* START Given data *

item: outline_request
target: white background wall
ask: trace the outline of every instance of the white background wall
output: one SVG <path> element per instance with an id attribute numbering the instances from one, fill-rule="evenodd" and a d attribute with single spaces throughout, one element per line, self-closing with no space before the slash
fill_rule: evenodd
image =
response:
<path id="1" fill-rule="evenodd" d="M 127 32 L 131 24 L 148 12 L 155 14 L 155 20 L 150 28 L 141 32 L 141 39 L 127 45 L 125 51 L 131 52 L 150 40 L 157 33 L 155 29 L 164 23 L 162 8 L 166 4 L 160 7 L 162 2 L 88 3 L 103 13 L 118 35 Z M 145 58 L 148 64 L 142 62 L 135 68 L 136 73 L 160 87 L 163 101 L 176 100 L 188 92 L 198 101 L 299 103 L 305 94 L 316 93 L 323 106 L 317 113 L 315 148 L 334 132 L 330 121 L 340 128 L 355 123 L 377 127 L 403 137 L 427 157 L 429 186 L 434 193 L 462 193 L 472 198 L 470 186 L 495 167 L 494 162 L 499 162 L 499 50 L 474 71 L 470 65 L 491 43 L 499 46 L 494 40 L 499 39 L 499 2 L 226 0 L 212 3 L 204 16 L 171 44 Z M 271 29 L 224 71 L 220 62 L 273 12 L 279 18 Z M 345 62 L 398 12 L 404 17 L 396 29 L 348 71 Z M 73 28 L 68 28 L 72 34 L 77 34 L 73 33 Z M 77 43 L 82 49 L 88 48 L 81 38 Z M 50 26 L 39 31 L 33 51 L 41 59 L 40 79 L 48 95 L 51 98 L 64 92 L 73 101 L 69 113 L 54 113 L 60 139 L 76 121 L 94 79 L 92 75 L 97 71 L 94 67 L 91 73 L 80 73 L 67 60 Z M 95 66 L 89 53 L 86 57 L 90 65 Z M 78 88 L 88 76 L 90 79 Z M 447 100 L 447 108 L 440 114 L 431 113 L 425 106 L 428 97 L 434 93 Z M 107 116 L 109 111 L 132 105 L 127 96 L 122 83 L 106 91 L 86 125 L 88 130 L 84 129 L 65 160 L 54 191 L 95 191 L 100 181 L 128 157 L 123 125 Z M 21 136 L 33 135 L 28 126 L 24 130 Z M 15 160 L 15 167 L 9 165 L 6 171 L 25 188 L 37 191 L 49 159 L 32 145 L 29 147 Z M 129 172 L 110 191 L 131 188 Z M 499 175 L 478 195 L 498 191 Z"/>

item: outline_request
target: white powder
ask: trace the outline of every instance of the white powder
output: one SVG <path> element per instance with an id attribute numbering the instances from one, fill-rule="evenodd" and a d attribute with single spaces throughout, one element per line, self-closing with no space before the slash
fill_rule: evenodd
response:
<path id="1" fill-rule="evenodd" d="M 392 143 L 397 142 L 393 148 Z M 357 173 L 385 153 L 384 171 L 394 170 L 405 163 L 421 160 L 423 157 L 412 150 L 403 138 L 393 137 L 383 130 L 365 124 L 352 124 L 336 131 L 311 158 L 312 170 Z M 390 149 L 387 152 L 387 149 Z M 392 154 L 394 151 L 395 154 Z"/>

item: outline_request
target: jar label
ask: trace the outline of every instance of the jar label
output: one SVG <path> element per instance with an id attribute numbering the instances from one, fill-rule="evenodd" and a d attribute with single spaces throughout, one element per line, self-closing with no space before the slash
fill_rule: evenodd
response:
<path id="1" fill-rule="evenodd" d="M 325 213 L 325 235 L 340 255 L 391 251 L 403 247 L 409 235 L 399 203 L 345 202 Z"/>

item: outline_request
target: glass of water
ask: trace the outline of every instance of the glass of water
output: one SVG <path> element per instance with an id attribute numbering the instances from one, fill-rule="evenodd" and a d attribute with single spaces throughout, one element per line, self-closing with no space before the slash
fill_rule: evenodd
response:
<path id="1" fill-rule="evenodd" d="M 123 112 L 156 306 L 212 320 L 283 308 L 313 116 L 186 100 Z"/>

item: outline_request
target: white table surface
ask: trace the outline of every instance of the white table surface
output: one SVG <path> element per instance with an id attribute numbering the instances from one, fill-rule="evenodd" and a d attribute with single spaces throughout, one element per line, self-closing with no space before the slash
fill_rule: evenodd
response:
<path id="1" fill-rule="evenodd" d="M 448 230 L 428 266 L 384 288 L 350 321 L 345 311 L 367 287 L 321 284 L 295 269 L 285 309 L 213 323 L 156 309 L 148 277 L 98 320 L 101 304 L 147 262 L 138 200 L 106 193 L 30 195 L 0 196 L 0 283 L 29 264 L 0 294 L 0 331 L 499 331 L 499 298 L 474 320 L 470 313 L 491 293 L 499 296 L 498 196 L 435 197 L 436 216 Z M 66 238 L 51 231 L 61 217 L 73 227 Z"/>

* END Given data *

Problem description:
Reproduce each entry above exactly, keeping every word.

Output for this task:
item: outline_request
target: white background wall
ask: trace the outline of every instance of the white background wall
output: one SVG <path> element per instance with an id attribute numbering the instances from one, fill-rule="evenodd" and a d attribute with single spaces throughout, one element per line, self-closing with no space before the slash
fill_rule: evenodd
image =
response:
<path id="1" fill-rule="evenodd" d="M 127 32 L 131 24 L 148 12 L 155 14 L 155 20 L 150 28 L 141 32 L 141 39 L 127 45 L 125 51 L 131 52 L 150 40 L 157 33 L 155 29 L 164 23 L 162 8 L 166 4 L 160 7 L 162 2 L 88 3 L 103 13 L 118 35 Z M 145 58 L 148 64 L 142 62 L 135 68 L 136 73 L 160 87 L 163 101 L 176 100 L 188 92 L 198 101 L 299 103 L 305 94 L 316 93 L 323 106 L 317 113 L 315 148 L 334 132 L 330 121 L 340 128 L 355 123 L 377 127 L 403 137 L 427 157 L 429 186 L 434 193 L 462 193 L 472 198 L 470 186 L 495 167 L 494 162 L 499 162 L 499 50 L 474 71 L 470 65 L 491 43 L 499 46 L 494 40 L 499 39 L 499 2 L 226 0 L 212 3 L 204 16 L 171 44 Z M 271 29 L 224 71 L 220 62 L 273 12 L 279 18 Z M 345 62 L 398 12 L 404 17 L 396 29 L 348 71 Z M 73 28 L 68 28 L 72 34 L 77 34 L 73 33 Z M 77 43 L 82 49 L 88 48 L 81 38 Z M 50 26 L 39 31 L 33 51 L 41 59 L 40 79 L 48 95 L 51 98 L 64 92 L 73 101 L 69 113 L 54 113 L 60 139 L 76 121 L 94 79 L 92 75 L 97 71 L 94 67 L 91 73 L 80 73 L 67 60 Z M 95 66 L 89 53 L 86 57 L 90 65 Z M 78 88 L 88 76 L 90 79 Z M 447 100 L 447 108 L 440 114 L 431 113 L 425 106 L 428 97 L 434 93 Z M 107 116 L 109 111 L 132 105 L 127 96 L 122 83 L 106 91 L 86 125 L 88 130 L 84 129 L 65 160 L 54 191 L 95 191 L 100 181 L 128 157 L 123 125 Z M 21 136 L 33 135 L 28 126 L 24 130 Z M 15 160 L 15 167 L 9 165 L 6 171 L 25 188 L 37 191 L 49 159 L 32 145 L 29 147 Z M 129 172 L 110 191 L 131 188 Z M 499 175 L 478 195 L 498 191 Z"/>

item: outline_request
target: white powder
ask: trace the outline of every instance of the white powder
output: one SVG <path> element per instance with an id attribute numbering the instances from one, fill-rule="evenodd" and a d attribute with single spaces throughout, one element per line, self-closing with no space before the slash
fill_rule: evenodd
response:
<path id="1" fill-rule="evenodd" d="M 392 143 L 397 142 L 393 148 Z M 357 173 L 385 153 L 384 171 L 394 170 L 405 163 L 421 160 L 423 157 L 412 150 L 403 138 L 393 137 L 383 130 L 365 124 L 352 124 L 336 131 L 311 158 L 312 170 Z M 390 149 L 387 152 L 387 149 Z M 392 154 L 394 151 L 395 154 Z"/>

item: outline_request
target: jar label
ask: trace the outline of every instance of the jar label
output: one SVG <path> element per instance with an id attribute numbering the instances from one, fill-rule="evenodd" and a d attribute with single spaces throughout, one element per line, self-closing with no space before the slash
fill_rule: evenodd
response:
<path id="1" fill-rule="evenodd" d="M 325 213 L 325 235 L 340 255 L 391 251 L 403 247 L 409 235 L 399 203 L 345 202 Z"/>

item: outline_request
target: glass of water
ask: trace the outline of every instance of the glass of water
output: one SVG <path> element per instance with an id attribute numbering the instances from one, fill-rule="evenodd" and a d attribute with single spaces throughout, one element per line, self-closing with no space before the slash
fill_rule: evenodd
response:
<path id="1" fill-rule="evenodd" d="M 123 112 L 156 306 L 212 320 L 283 308 L 313 116 L 186 100 Z"/>

item: outline_request
target: white table surface
ask: trace the outline of every instance of the white table surface
output: one SVG <path> element per instance with an id attribute numbering the instances from one, fill-rule="evenodd" and a d attribute with single spaces throughout, one element per line, self-closing with no space before the slash
fill_rule: evenodd
response:
<path id="1" fill-rule="evenodd" d="M 448 230 L 428 266 L 384 288 L 350 321 L 345 311 L 367 287 L 321 284 L 295 269 L 285 309 L 213 323 L 156 309 L 148 277 L 98 320 L 101 304 L 147 262 L 138 200 L 106 193 L 30 195 L 0 196 L 0 283 L 29 264 L 0 294 L 0 331 L 499 331 L 499 298 L 474 320 L 470 313 L 491 293 L 499 296 L 498 196 L 435 197 L 436 216 Z M 66 238 L 51 231 L 61 217 L 73 227 Z"/>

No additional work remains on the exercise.